» Source text
______
Majority of small U.S. businesses see worst coronavirus impact still ahead -poll

FILE PHOTO: Makenna Hillyard, 13, checks a to-go order at Farley's East in Oakland, California, U.S. April 16, 2020. The cafe temporarily closed during the shelter-in-place but returned first to sell meals-to-go and later reopened its cafe on April 29, 2020 with the help of the paycheck protection program, part of the $2.3 trillion economic relief package passed by Congress in late March. REUTERS/Nathan Frandino

WASHINGTON (Reuters) - Most small business owners in the United States believe the worst of the coronavirus pandemic is still ahead of them, with half saying their operations would permanently close within a year unless the business environment improves, the U.S. Chamber of Commerce said on Tuesday.

A new U.S. Chamber-MetLife poll of small businesses taken from Oct. 30-Nov. 10 showed that 74% of the owners said they need further government assistance to weather the pandemic. That percentage rises to 81% for minority-owned businesses.

The quarterly poll found that the 62% of small business owners fear that the worst is still to come with COVID-19’s economic impact. Only 40% said they believe their small businesses can operate indefinitely during the current business environment.
______
» Work task 1
Replace "pandemic" with "outbreak" in the small business poll article, and give the passage that begins at "WASHINGTON (Reuters) - Most" and stops after "current business environment.".
» Work task 2
Extend the article on the small business poll past its final sentence.
These rows have no connection to the small business poll article.

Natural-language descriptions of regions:
______
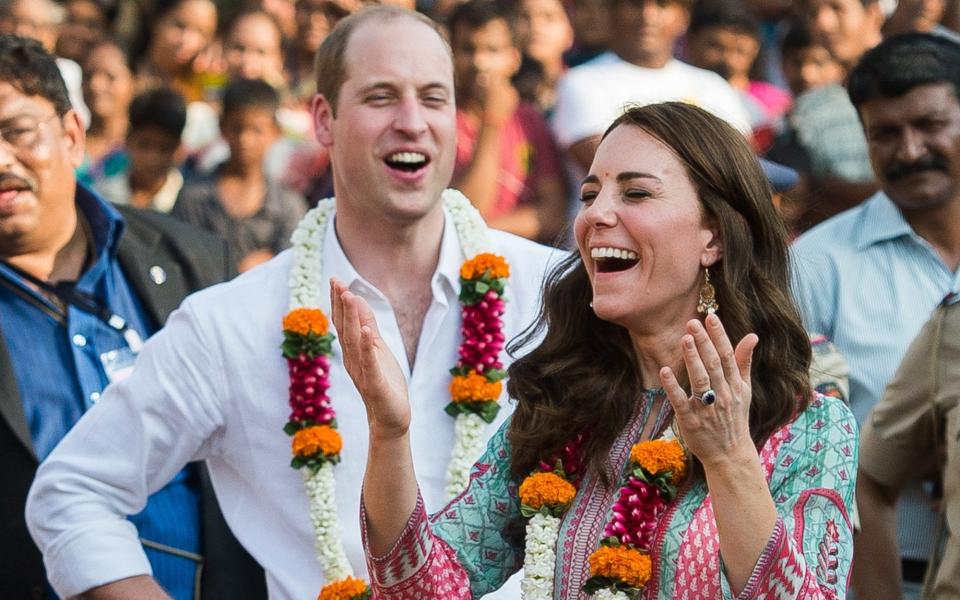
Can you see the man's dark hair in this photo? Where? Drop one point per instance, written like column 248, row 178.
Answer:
column 475, row 14
column 725, row 14
column 902, row 63
column 32, row 71
column 249, row 93
column 160, row 108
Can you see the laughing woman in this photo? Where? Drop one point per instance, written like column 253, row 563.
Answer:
column 666, row 443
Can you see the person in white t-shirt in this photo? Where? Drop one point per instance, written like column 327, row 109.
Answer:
column 214, row 384
column 639, row 69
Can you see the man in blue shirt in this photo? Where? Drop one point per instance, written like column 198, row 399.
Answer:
column 81, row 287
column 870, row 277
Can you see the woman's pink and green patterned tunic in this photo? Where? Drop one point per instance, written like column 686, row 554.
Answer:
column 476, row 542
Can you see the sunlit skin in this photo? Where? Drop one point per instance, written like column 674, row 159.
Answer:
column 181, row 35
column 726, row 51
column 920, row 129
column 638, row 197
column 846, row 27
column 810, row 68
column 480, row 56
column 545, row 33
column 643, row 32
column 253, row 50
column 398, row 97
column 37, row 213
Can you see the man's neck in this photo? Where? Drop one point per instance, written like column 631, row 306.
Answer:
column 393, row 256
column 63, row 256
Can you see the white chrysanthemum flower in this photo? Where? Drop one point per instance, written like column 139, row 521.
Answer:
column 540, row 557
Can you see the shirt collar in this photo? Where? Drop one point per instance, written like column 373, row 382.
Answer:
column 881, row 221
column 446, row 278
column 106, row 224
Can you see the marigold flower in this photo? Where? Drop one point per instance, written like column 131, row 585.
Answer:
column 474, row 387
column 484, row 263
column 319, row 438
column 343, row 589
column 546, row 489
column 627, row 565
column 660, row 456
column 306, row 320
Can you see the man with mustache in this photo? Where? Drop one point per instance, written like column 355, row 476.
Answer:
column 870, row 277
column 81, row 286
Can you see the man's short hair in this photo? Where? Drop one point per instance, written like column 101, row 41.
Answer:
column 159, row 108
column 330, row 64
column 475, row 14
column 249, row 93
column 723, row 14
column 902, row 63
column 32, row 71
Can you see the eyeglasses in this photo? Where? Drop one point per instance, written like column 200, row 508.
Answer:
column 25, row 133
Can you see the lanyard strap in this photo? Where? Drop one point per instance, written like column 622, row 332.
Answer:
column 67, row 293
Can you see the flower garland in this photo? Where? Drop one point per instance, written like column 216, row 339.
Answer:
column 545, row 496
column 621, row 566
column 308, row 345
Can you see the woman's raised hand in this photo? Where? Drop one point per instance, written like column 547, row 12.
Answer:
column 717, row 429
column 370, row 364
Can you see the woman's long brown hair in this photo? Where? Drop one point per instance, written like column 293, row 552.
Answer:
column 583, row 376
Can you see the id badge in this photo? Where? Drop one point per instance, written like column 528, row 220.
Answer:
column 118, row 364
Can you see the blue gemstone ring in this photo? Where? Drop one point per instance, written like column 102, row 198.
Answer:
column 708, row 397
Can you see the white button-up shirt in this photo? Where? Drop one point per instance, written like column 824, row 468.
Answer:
column 212, row 385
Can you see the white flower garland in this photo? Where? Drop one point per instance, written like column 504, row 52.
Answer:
column 540, row 557
column 307, row 290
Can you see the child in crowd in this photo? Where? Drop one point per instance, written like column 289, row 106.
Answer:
column 724, row 37
column 239, row 202
column 253, row 48
column 108, row 90
column 182, row 30
column 152, row 179
column 807, row 65
column 507, row 162
column 545, row 35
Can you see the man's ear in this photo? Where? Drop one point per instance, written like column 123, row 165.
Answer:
column 322, row 120
column 75, row 137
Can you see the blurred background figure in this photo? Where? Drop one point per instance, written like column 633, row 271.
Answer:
column 108, row 89
column 724, row 37
column 507, row 163
column 85, row 23
column 239, row 202
column 545, row 35
column 153, row 152
column 807, row 64
column 591, row 29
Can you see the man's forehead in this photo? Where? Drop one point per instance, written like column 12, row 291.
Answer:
column 372, row 52
column 918, row 102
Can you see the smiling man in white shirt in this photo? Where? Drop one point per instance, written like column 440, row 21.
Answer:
column 213, row 384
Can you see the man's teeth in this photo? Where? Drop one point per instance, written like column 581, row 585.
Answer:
column 408, row 157
column 596, row 253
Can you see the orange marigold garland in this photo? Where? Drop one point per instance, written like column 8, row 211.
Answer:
column 316, row 443
column 621, row 565
column 350, row 588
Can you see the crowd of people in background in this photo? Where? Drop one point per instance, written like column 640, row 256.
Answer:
column 537, row 82
column 203, row 110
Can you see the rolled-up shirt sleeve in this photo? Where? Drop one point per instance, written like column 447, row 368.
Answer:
column 141, row 432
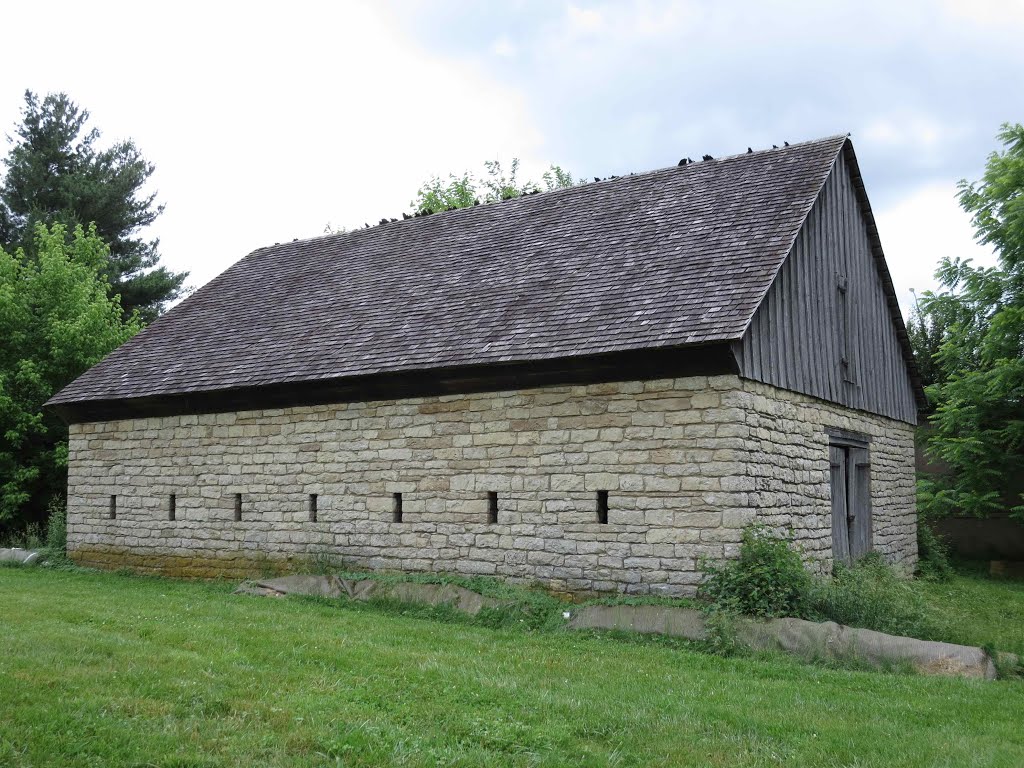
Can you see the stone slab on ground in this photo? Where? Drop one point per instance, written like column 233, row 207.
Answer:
column 797, row 637
column 830, row 640
column 655, row 620
column 328, row 586
column 1007, row 568
column 18, row 555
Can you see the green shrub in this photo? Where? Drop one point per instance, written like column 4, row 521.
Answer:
column 933, row 554
column 871, row 596
column 767, row 580
column 56, row 528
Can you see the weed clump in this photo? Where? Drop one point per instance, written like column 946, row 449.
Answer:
column 871, row 596
column 767, row 580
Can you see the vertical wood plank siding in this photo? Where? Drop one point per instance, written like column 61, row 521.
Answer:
column 795, row 340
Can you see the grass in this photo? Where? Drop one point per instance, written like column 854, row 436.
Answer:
column 107, row 669
column 975, row 609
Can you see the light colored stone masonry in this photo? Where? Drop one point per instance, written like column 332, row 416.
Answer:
column 687, row 463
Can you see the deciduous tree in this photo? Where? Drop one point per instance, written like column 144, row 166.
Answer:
column 56, row 320
column 978, row 396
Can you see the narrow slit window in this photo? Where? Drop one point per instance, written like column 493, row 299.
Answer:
column 602, row 507
column 493, row 507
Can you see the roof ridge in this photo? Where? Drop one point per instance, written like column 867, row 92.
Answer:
column 542, row 193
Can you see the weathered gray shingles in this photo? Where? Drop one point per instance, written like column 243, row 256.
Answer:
column 677, row 256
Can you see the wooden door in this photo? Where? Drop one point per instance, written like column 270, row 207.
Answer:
column 851, row 502
column 841, row 508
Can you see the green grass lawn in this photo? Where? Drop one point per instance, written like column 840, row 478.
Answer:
column 974, row 609
column 100, row 669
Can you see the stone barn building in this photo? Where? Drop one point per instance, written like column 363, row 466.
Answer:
column 592, row 387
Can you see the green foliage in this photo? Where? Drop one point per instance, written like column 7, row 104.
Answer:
column 56, row 321
column 933, row 553
column 869, row 595
column 208, row 679
column 466, row 190
column 56, row 173
column 972, row 333
column 56, row 528
column 767, row 580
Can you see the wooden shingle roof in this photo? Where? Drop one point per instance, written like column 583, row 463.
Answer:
column 680, row 256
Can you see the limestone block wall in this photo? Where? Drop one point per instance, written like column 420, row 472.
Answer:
column 685, row 463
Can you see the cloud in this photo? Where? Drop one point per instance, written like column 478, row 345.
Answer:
column 266, row 125
column 921, row 229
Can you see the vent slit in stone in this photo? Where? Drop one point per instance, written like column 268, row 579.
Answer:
column 493, row 507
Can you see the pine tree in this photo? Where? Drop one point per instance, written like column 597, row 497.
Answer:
column 56, row 173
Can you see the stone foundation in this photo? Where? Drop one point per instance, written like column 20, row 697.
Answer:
column 686, row 463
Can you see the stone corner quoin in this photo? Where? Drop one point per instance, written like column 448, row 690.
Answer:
column 507, row 484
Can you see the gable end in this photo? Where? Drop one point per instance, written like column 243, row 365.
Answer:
column 829, row 325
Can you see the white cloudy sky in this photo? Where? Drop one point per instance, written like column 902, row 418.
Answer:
column 266, row 121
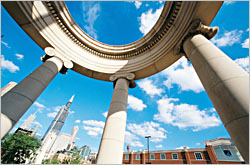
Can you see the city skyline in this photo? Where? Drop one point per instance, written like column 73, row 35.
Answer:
column 157, row 103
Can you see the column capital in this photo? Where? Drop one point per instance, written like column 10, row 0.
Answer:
column 51, row 52
column 196, row 27
column 128, row 76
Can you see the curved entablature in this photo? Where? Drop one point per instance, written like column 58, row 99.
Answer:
column 69, row 26
column 50, row 24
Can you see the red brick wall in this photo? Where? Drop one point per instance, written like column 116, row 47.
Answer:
column 207, row 158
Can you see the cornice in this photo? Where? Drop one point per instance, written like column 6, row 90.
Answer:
column 57, row 9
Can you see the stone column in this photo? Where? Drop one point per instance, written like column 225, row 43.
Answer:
column 188, row 160
column 17, row 101
column 226, row 84
column 112, row 142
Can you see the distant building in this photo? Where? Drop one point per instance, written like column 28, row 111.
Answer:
column 85, row 152
column 92, row 157
column 216, row 151
column 28, row 121
column 25, row 127
column 52, row 133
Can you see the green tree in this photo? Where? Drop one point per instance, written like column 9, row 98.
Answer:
column 49, row 161
column 18, row 147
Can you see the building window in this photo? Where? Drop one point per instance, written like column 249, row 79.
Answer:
column 198, row 156
column 175, row 156
column 163, row 157
column 227, row 152
column 152, row 157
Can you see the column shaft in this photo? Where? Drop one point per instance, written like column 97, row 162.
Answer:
column 226, row 84
column 17, row 101
column 112, row 142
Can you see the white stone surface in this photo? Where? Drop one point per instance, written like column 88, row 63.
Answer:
column 226, row 84
column 112, row 142
column 17, row 101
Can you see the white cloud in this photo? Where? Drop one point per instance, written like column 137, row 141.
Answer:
column 93, row 127
column 9, row 65
column 138, row 4
column 152, row 129
column 5, row 44
column 58, row 108
column 135, row 103
column 93, row 131
column 78, row 121
column 91, row 13
column 19, row 56
column 94, row 123
column 197, row 144
column 52, row 114
column 105, row 114
column 148, row 86
column 159, row 146
column 182, row 147
column 132, row 140
column 229, row 2
column 243, row 62
column 39, row 105
column 184, row 115
column 228, row 38
column 148, row 20
column 184, row 75
column 37, row 123
column 245, row 44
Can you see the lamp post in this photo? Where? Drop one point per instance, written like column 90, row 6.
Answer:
column 148, row 148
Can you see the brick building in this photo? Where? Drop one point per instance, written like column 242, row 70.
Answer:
column 216, row 151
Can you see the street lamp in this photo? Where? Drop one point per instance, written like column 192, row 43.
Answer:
column 148, row 148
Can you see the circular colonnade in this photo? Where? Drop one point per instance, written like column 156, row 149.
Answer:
column 182, row 29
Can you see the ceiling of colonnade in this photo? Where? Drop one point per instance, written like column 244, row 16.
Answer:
column 50, row 24
column 115, row 23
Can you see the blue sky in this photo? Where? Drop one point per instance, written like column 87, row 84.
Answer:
column 171, row 106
______
» Written answer 1
WASHINGTON (Reuters) - Most small business owners in the United States believe the worst of the coronavirus outbreak is still ahead of them, with half saying their operations would permanently close within a year unless the business environment improves, the U.S. Chamber of Commerce said on Tuesday.

A new U.S. Chamber-MetLife poll of small businesses taken from Oct. 30-Nov. 10 showed that 74% of the owners said they need further government assistance to weather the outbreak. That percentage rises to 81% for minority-owned businesses.

The quarterly poll found that the 62% of small business owners fear that the worst is still to come with COVID-19’s economic impact. Only 40% said they believe their small businesses can operate indefinitely during the current business environment.

» Written answer 2
“We must ensure small businesses across the country receive the assistance they need from the federal government,” said Neil Bradley, the Chamber’s chief policy officer. “Not passing the bipartisan compromise for temporary and targeted relief risks the permanent loss of tens of thousands of small businesses, financial hardship for millions of Americans, and unnecessary delays in combating the pandemic.”

Democrats and Republicans in Congress are still wrangling this week over a new coronavirus relief package that would provide additional unemployment compensation and aid to small businesses and other sectors of the economy hit hard by the pandemic.

Bradley said the quarterly survey found that 14% of small businesses are currently planning to cut staff, up from 9% in July and September. Staff reduction plans are back up to the 13% level that the survey saw in April during the pandemic’s first peak, he said.

The United States extended its rollout of the first authorized COVID-19 vaccine here Tuesday, inoculating healthcare workers on the frontlines of a pandemic that has killed more than 300,000 people across the country.